=== What you are asked to do ===
Turn every item below into a numbered list, omitting any blank lines.

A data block
%%

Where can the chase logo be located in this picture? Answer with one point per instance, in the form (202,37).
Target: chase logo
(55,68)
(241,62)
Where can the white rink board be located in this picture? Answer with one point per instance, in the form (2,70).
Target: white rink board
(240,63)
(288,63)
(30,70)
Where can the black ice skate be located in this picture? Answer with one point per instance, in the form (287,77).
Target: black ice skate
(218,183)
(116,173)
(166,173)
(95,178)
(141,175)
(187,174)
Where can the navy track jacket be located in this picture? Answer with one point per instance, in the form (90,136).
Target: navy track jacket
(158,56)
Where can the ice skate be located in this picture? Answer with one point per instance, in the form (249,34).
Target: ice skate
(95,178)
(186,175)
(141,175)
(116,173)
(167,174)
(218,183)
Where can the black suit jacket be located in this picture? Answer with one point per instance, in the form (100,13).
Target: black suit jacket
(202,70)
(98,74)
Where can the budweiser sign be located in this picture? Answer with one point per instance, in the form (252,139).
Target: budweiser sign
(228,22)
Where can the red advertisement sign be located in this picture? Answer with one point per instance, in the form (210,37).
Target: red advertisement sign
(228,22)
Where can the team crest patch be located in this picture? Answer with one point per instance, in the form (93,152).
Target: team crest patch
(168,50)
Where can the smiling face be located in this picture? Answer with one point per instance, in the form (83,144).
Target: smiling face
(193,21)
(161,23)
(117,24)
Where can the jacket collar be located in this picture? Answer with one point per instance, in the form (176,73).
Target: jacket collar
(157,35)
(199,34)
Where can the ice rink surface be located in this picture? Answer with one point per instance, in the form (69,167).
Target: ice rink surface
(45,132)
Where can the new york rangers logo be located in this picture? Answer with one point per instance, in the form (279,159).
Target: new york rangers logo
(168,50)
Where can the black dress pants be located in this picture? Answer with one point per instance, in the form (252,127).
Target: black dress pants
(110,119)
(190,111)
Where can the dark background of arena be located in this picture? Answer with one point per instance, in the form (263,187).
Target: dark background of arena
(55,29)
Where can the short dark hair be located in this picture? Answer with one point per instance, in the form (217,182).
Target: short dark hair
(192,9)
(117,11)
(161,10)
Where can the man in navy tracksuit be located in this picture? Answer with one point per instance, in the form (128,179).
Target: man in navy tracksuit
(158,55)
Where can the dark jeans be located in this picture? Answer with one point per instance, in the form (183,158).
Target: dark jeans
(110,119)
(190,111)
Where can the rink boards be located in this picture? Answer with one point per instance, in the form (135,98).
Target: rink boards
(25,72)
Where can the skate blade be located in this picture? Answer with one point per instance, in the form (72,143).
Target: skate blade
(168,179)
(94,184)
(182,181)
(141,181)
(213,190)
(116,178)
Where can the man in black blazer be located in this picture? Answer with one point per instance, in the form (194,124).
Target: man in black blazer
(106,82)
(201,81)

%%

=== Solution to the exercise ===
1. Where can the chase logo be located in this picture? Answer with one point per instance, in the form (202,37).
2. Target: chase logo
3. (55,68)
4. (241,62)
5. Where can the white rink board be located in this picture? Answer with one point per instance, in the form (2,70).
6. Target: white rink board
7. (240,63)
8. (288,63)
9. (30,70)
10. Where can the black ice skate be located in this picture? Answer with one point per instance, in the form (287,77).
11. Target: black ice skate
12. (218,183)
13. (116,173)
14. (166,173)
15. (95,178)
16. (141,175)
17. (187,174)
18. Where can the navy track jacket be located in this picture? Answer with one point per instance, in the form (90,136).
19. Target: navy track jacket
20. (158,56)
21. Where can the ice skate be located in this picture? Answer with one point per instance, in the form (249,34).
22. Target: ice skate
23. (95,178)
24. (186,175)
25. (141,175)
26. (116,173)
27. (167,174)
28. (218,183)
29. Where can the black suit jacket be located in this picture? Answer with one point per instance, in the form (100,13).
30. Target: black suit jacket
31. (202,70)
32. (98,74)
33. Where can the budweiser sign be located in this picture? Answer with one point per instance, in the form (252,139).
34. Target: budweiser sign
35. (228,22)
36. Where can the red advertisement sign be located in this picture? Answer with one point per instance, in the form (210,37).
37. Target: red advertisement sign
38. (228,22)
39. Where can the team crest patch be located in this picture? Answer with one point per instance, in the form (93,152).
40. Target: team crest patch
41. (168,50)
42. Where can the smiling face be located in this picture? Answer with one point per instance, in the form (83,144).
43. Target: smiling face
44. (193,21)
45. (161,23)
46. (117,24)
47. Where can the jacket collar be located in this picture? Answer with one point per instance, in the form (176,73).
48. Target: jacket collar
49. (157,35)
50. (199,34)
51. Where can the ice rink surface be located in this picture? Answer with one point per instance, in the form (69,167).
52. Target: ice rink surface
53. (45,132)
54. Where can the new york rangers logo be located in this picture? Answer with one point per instance, in the form (279,159).
55. Target: new york rangers logo
56. (168,50)
57. Where can the black dress pants be located in this picture? Answer with one point per instance, in the form (252,127).
58. Target: black dress pants
59. (110,119)
60. (190,111)
61. Where can the dark background of arena be located in this picture? Answer with one point per instance, in the form (263,187).
62. Target: dark background of arena
63. (55,29)
64. Where can the short dark hair be located in this picture? Answer with one point per instance, in the form (217,182).
65. Target: short dark hair
66. (192,9)
67. (117,11)
68. (161,10)
69. Where can the man in navy tracksuit be located in this picture? Answer with one point per instance, in the form (128,179).
70. Target: man in navy tracksuit
71. (158,55)
72. Where can the dark jeans be located in this picture? Answer with one point per instance, in the form (183,158).
73. Target: dark jeans
74. (110,119)
75. (190,111)
76. Where can the rink boards be located in this picture? Answer with one point per instance, in the form (135,98).
77. Target: rink boards
78. (25,72)
79. Where can the skate blade be located in this picture? Answer with one point per instance, in the form (72,143).
80. Target: skate blade
81. (168,179)
82. (94,184)
83. (182,181)
84. (141,181)
85. (213,190)
86. (116,178)
87. Where can the man in black blazer be located in this picture? Answer with one point per instance, in the form (194,124).
88. Target: man in black blazer
89. (106,82)
90. (201,81)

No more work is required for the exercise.